* Direction 1
Recast the rows as a numbered list, leaving out blank lines. Cover only the stretch of rows that opens with the line containing "the wooden plank" and runs through the last row, inclusive.

1 matches bool, 2 matches long

[Andrei Alexandrescu]

On 4/28/13 4:40 AM, Walter Bright wrote:
> On 4/27/2013 9:38 PM, kenji hara wrote:
>> On the other hand, D looks like having *special rule* of 0 and 1
>> literal for
>> boolean type. Even if the underlying rule is sane (partial ordering
>> rule and
>> VRP), the combination makes weird behavior.
>
> Again, whether it is "weird" or not comes from your perspective. From
> mine, a bool is a 1 bit integer. There is nothing weird about its
> behavior - it behaves just like all the other integer types.

Let me start by saying that I agree with the view that this isn't a 
large or important issue; also, as language proponents with a lot of 
things to look at and work on, it seems inefficient to develop the 
language from one strident argument to another regardless of their true 
weight.

That being said, I don't think Walter is framing the problem correctly. 
The advantage of his approach is simplicity: bool is to the extent 
possible a 1-bit integer (with particularities stemming from its small 
size). (I presume it's an unsigned type btw.) That makes a lot of rules 
that apply to integers also apply automatically to bool. There remain a 
few peculiarities that have been mentioned:

1. The relationship between sizeof(bool), the cardinality of Boolean 
values, .min and .max etc are unlike that for integers.

[Excerpts of pointing data]
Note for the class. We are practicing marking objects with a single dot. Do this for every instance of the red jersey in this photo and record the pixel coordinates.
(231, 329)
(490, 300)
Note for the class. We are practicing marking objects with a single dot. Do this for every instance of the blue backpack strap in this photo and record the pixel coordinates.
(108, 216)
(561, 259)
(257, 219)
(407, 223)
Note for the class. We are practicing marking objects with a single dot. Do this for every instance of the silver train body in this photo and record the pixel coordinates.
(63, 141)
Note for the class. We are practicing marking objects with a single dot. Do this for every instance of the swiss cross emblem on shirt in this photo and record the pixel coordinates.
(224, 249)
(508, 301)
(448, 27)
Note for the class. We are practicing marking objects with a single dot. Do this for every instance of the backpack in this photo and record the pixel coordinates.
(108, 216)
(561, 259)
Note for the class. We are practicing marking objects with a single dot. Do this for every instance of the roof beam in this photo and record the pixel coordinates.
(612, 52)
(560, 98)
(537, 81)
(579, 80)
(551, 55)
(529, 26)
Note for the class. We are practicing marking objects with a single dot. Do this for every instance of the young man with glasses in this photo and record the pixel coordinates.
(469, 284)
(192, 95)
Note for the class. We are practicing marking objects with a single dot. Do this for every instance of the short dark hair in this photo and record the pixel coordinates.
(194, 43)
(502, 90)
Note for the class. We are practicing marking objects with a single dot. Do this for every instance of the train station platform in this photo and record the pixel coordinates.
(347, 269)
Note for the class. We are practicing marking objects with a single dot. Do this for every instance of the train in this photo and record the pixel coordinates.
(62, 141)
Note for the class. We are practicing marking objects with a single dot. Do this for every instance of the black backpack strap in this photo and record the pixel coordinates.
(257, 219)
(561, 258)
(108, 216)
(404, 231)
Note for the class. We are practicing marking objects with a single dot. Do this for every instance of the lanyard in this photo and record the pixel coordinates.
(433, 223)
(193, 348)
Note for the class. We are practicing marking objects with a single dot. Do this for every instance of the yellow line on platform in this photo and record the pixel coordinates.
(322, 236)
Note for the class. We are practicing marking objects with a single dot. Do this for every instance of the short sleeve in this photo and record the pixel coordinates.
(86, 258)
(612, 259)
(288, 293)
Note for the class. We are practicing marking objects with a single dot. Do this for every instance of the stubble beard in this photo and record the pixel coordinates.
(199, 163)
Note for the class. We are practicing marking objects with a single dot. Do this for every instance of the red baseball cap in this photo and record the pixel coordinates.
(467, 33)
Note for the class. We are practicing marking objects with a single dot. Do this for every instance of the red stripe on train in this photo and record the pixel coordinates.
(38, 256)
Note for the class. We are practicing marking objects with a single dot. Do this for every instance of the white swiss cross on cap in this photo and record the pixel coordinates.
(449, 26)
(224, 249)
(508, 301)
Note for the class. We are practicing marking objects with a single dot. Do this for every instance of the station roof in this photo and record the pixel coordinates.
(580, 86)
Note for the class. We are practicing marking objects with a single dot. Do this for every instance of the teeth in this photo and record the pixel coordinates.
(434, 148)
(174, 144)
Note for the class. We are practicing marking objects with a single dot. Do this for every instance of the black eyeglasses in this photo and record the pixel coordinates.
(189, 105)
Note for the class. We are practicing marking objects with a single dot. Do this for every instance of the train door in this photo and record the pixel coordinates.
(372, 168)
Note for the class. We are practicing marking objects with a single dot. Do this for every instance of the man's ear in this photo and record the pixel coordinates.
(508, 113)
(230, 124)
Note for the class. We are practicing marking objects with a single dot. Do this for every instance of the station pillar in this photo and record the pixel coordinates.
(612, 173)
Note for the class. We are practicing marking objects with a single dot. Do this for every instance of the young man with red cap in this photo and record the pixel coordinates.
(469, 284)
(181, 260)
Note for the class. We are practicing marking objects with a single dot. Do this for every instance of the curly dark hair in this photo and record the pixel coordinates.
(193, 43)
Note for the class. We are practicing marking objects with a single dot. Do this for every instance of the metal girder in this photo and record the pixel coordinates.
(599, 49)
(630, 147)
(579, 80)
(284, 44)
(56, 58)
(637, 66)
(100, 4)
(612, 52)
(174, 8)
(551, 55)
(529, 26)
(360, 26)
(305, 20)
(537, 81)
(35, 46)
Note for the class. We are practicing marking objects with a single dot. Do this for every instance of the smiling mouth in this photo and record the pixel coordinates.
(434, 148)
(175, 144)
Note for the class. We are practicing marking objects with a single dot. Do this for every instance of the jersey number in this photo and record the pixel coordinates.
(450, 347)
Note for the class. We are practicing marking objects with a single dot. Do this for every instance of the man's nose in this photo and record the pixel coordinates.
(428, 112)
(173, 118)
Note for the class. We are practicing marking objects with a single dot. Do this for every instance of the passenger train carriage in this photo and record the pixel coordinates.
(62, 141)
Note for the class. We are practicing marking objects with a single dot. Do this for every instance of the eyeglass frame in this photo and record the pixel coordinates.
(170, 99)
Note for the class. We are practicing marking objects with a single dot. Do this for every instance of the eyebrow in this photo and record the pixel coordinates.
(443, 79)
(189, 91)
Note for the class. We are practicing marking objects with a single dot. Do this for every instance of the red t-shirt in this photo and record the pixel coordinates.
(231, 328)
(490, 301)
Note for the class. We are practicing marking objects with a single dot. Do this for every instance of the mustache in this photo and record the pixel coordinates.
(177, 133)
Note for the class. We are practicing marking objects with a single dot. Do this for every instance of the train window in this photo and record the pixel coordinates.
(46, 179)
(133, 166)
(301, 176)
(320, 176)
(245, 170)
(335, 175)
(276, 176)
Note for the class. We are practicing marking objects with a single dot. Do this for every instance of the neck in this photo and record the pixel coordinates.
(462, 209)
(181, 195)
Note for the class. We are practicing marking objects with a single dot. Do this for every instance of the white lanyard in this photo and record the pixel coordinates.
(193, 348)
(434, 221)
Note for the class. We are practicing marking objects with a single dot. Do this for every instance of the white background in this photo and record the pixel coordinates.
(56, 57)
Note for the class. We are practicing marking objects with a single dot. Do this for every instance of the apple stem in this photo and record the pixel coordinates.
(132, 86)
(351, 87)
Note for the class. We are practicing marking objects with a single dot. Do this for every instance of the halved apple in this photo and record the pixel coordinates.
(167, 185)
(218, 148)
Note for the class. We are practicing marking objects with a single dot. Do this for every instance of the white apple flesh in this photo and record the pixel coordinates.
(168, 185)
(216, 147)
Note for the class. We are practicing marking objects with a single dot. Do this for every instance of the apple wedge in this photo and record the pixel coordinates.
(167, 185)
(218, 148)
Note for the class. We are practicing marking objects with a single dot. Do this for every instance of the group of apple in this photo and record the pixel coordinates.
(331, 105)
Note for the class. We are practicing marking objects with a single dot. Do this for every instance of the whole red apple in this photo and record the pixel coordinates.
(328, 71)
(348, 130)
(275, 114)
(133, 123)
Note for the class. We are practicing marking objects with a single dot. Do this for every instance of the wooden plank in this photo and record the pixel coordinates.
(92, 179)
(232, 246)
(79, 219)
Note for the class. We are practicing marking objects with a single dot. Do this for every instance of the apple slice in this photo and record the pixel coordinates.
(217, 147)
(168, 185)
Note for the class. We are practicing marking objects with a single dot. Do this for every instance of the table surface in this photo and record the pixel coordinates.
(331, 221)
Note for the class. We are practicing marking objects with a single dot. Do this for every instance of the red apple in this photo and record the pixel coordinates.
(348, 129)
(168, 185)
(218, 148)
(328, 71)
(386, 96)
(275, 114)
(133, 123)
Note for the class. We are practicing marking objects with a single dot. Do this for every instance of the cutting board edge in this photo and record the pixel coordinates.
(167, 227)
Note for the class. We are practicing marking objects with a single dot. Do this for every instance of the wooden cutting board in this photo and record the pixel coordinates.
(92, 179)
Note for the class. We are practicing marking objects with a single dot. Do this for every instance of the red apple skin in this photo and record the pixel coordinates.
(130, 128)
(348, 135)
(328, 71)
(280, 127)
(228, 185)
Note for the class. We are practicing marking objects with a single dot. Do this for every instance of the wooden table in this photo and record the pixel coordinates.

* Direction 2
In the forum post, how does Walter Bright say a bool is, from his perspective?

* Task answer 1
1. Note for the class. We are practicing marking objects with a single dot. Do this for every instance of the wooden plank in this photo and record the pixel coordinates.
2. (92, 179)
3. (232, 246)
4. (79, 219)
5. Note for the class. We are practicing marking objects with a single dot. Do this for every instance of the apple slice in this photo and record the pixel coordinates.
6. (217, 147)
7. (168, 185)
8. Note for the class. We are practicing marking objects with a single dot. Do this for every instance of the table surface in this photo and record the pixel coordinates.
9. (331, 221)
10. Note for the class. We are practicing marking objects with a single dot. Do this for every instance of the red apple in this photo and record the pixel coordinates.
11. (348, 129)
12. (168, 185)
13. (218, 148)
14. (328, 71)
15. (386, 96)
16. (275, 114)
17. (133, 123)
18. Note for the class. We are practicing marking objects with a single dot. Do this for every instance of the cutting board edge in this photo and record the pixel coordinates.
19. (167, 227)
20. Note for the class. We are practicing marking objects with a single dot. Do this for every instance of the wooden cutting board in this photo and record the pixel coordinates.
21. (92, 179)
22. Note for the class. We are practicing marking objects with a single dot. Do this for every instance of the red apple skin in this photo and record the pixel coordinates.
23. (130, 128)
24. (348, 135)
25. (328, 71)
26. (280, 127)
27. (228, 185)
28. Note for the class. We are practicing marking objects with a single dot. Do this for every instance of the wooden table in this photo and record the pixel coordinates.

* Task answer 2
A 1 bit integer.